● **Exercise description**:
Copy every line of the listing exactly.

Named-object pointing records
───

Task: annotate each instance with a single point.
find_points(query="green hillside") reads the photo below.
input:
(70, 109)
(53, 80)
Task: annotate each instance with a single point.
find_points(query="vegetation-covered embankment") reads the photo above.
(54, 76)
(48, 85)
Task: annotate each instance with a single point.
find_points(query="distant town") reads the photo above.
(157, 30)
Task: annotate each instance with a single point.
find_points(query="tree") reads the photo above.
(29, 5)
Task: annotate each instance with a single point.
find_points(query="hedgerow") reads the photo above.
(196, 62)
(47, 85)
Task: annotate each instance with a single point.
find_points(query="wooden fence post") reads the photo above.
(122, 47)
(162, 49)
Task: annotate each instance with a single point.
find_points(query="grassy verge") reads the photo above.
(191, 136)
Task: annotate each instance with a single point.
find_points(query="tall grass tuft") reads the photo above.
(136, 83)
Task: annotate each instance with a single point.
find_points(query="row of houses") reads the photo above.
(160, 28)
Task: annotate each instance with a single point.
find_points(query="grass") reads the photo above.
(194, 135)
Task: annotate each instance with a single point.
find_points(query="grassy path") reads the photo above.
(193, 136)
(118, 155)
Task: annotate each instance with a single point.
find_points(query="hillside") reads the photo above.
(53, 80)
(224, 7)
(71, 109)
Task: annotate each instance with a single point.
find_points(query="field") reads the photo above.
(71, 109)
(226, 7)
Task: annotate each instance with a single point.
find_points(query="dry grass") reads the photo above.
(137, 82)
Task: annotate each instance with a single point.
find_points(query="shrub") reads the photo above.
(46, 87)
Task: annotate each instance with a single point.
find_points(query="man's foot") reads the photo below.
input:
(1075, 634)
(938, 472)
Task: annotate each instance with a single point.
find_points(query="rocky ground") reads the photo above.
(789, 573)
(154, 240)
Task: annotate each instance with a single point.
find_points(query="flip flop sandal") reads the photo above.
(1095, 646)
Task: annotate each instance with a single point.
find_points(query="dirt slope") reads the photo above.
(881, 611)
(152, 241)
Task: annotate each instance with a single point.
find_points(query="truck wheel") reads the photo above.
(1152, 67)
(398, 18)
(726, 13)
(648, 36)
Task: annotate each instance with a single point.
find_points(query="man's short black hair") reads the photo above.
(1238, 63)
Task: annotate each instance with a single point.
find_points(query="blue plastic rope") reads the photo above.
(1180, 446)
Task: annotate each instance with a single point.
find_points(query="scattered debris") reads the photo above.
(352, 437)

───

● **Solved problem**:
Task: annotate each instance with a single point.
find_points(query="green hillside") reads the photo below.
input:
(70, 109)
(53, 80)
Task: annotate each instance with a single point.
find_points(query="vegetation-covered embankment") reads the photo above.
(54, 76)
(48, 85)
Task: annotate each instance with a single point.
find_points(query="distant town") reads the photo above.
(157, 30)
Task: annotate each instance with a single point.
find_points(query="tree") reads the photo above.
(29, 5)
Task: annotate each instance with a single point.
find_points(query="hedgerow") reads the photo above.
(196, 62)
(47, 85)
Task: annotate each instance with a single point.
find_points(query="wooden fence post") reads the photo above.
(122, 47)
(162, 49)
Task: annotate each instance with a single point.
find_points(query="grassy verge") reads the photo above.
(191, 136)
Task: annotate each instance with a single point.
find_points(query="tall grass tuft") reads the photo above.
(136, 83)
Task: annotate each instance with a single point.
find_points(query="row of houses") reads the photo above.
(160, 28)
Task: annotate each instance with a single point.
find_points(query="grass") reads the photo above.
(194, 135)
Task: annotate each instance with a single point.
find_points(query="grassy path") reads the photo above.
(193, 136)
(118, 155)
Task: annotate each instance with a single point.
find_points(query="hillside") reads the photo above.
(53, 80)
(224, 7)
(71, 109)
Task: annotate each instance with a single point.
find_points(query="field") reads the photo above.
(71, 109)
(226, 7)
Task: annotate each instance with a single point.
find_points(query="dry grass") reads the photo above.
(137, 82)
Task: annotate each instance with a single point.
find_points(query="shrub") reads the photo above.
(46, 87)
Task: annotate each instance with a single point.
find_points(query="man's foot") reads the photo below.
input:
(1075, 634)
(938, 472)
Task: annotate each instance with a single point.
find_points(query="rocky ground") reads the photo above.
(789, 573)
(154, 240)
Task: annotate each instance with a single point.
find_points(query="flip flop sandal") reads the photo above.
(1095, 646)
Task: annotate each instance with a single point.
find_points(query="dirt slope") reads the photo above.
(881, 611)
(152, 241)
Task: annotate each instance with a single point.
find_points(query="truck wheel") reads the photo above.
(1152, 67)
(398, 18)
(726, 13)
(648, 36)
Task: annotate each instance with a single point.
find_points(query="man's short black hair") reads the photo above.
(1238, 63)
Task: annotate each instance with a single point.
find_points(query="blue plastic rope") reads the photo above.
(1180, 446)
Task: annotate each instance with a single point.
find_points(query="scattered debris") reads the photo above.
(352, 437)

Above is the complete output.